## TEKSTFRAGMENT
In zijn tweede brief aan de Korinthische christenen geeft Paulus te kennen dat hij zich ’terneergeslagen’ voelde omdat hij „van binnen vrees” had. Een goed bericht vertroostte hem. Titus bracht verslag uit over de verbeterde geestelijke toestand van de gemeente Korinthe en over hun „ijver” of bezorgdheid voor Paulus, hun „verlangen” naar hem. Het bericht over hun liefde voor hem beurde Paulus op (2 Kor. 7:5-7). Hetzelfde is ook thans het geval. Een christelijke vrouw die een verlammende depressie doormaakte, zei: „Je hebt er bovenal behoefte aan te weten dat anderen om je geven als persoon. Je hebt er behoefte aan iemand te horen zeggen: ’Ik begrijp het; je zult er gauw weer bovenop zijn. Ik besef wat je doormaakt en ik wil graag met je praten.’”

„Ik leerde empathie te hebben”

„Eén les zal ik nooit vergeten”, gaf een christelijke moeder toe die aan depressie leed. „Ik leerde empathie te hebben. Voorheen dacht ik altijd dat je jezelf alleen maar een beetje moest opporren en aan de slag moest gaan, en daarom had ik nooit veel medegevoel met anderen die zich ellendig voelden. Nu weet ik wel beter. Als een broeder of zuster tegen me zei dat ik ’het van me af moest zetten’, wilde ik niets liever dan dat, maar ik was op dat punt helemaal machteloos. Hun opmerkingen deden werkelijk pijn.” Neerslachtige personen hebben er behoefte aan dat anderen hun „medegevoel” betonen. — 1 Petr. 3:8.

Hoe kunnen familieleden en vrienden hulp bieden? Een veertigjarige, voorheen neerslachtige moeder zei toen zij hierover nadacht: „Je voelt je niet alleen fysiek en emotioneel vreselijk naar, maar je voelt je ook schuldig omdat je niet voor je gezin doet wat je normaal zou doen.” Daarom gaf zij de raad: „Laat de gedeprimeerde persoon weten dat je beseft dat hij zijn best doet. Moedig hem aan vol te houden.”

Hoewel opbouwende woorden noodzakelijk zijn en worden gewaardeerd, kunnen degenen die graag willen helpen, misschien nog meer hulp bieden.

Ondersteun de zwakken

Paulus spoorde de gemeente in Thessaloníka ertoe aan niet alleen ’bemoedigend te spreken tot de terneergeslagen zielen’, maar ook ’de zwakken te ondersteunen en lankmoedig te zijn jegens allen’. De uitdrukking ’ondersteunen’ omvat daden, want het oorspronkelijke Griekse woordb heeft in de eerste plaats de betekenis dat men vlak tegenover iemand blijft staan om hem te steunen. — 1 Thess. 5:14.

## TE ONDERZOEKEN LIJST

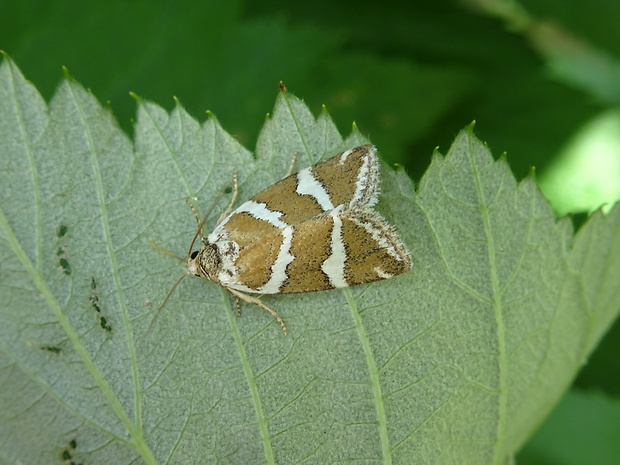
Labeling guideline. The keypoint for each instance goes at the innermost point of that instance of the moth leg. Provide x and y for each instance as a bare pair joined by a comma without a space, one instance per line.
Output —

...

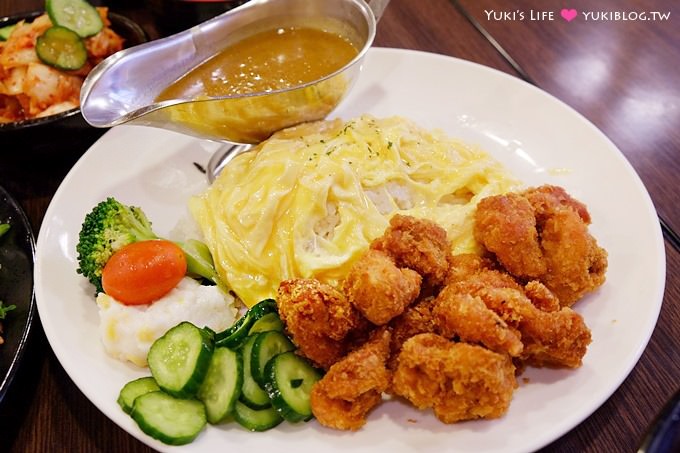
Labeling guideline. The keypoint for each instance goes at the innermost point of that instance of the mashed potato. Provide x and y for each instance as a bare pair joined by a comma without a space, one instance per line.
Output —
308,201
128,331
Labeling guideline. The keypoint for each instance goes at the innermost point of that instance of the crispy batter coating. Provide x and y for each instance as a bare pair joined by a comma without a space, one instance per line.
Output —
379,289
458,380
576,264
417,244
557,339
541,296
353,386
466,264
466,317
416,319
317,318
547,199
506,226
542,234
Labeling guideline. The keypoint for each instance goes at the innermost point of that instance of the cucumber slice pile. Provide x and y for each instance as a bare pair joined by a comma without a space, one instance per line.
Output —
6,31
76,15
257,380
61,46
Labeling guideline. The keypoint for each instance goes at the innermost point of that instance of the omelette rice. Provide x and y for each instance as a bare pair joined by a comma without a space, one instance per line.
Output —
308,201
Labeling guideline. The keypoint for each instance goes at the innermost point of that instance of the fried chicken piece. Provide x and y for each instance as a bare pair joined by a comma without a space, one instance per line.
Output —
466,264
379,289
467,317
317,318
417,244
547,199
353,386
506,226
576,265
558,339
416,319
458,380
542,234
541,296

## OPDRACHT
Haal uit het tekstfragment letterlijk het stuk dat begint met "Hoe kunnen familieleden" en doorloopt tot en met "meer hulp bieden.".

## ANTWOORD
Hoe kunnen familieleden en vrienden hulp bieden? Een veertigjarige, voorheen neerslachtige moeder zei toen zij hierover nadacht: „Je voelt je niet alleen fysiek en emotioneel vreselijk naar, maar je voelt je ook schuldig omdat je niet voor je gezin doet wat je normaal zou doen.” Daarom gaf zij de raad: „Laat de gedeprimeerde persoon weten dat je beseft dat hij zijn best doet. Moedig hem aan vol te houden.”

Hoewel opbouwende woorden noodzakelijk zijn en worden gewaardeerd, kunnen degenen die graag willen helpen, misschien nog meer hulp bieden.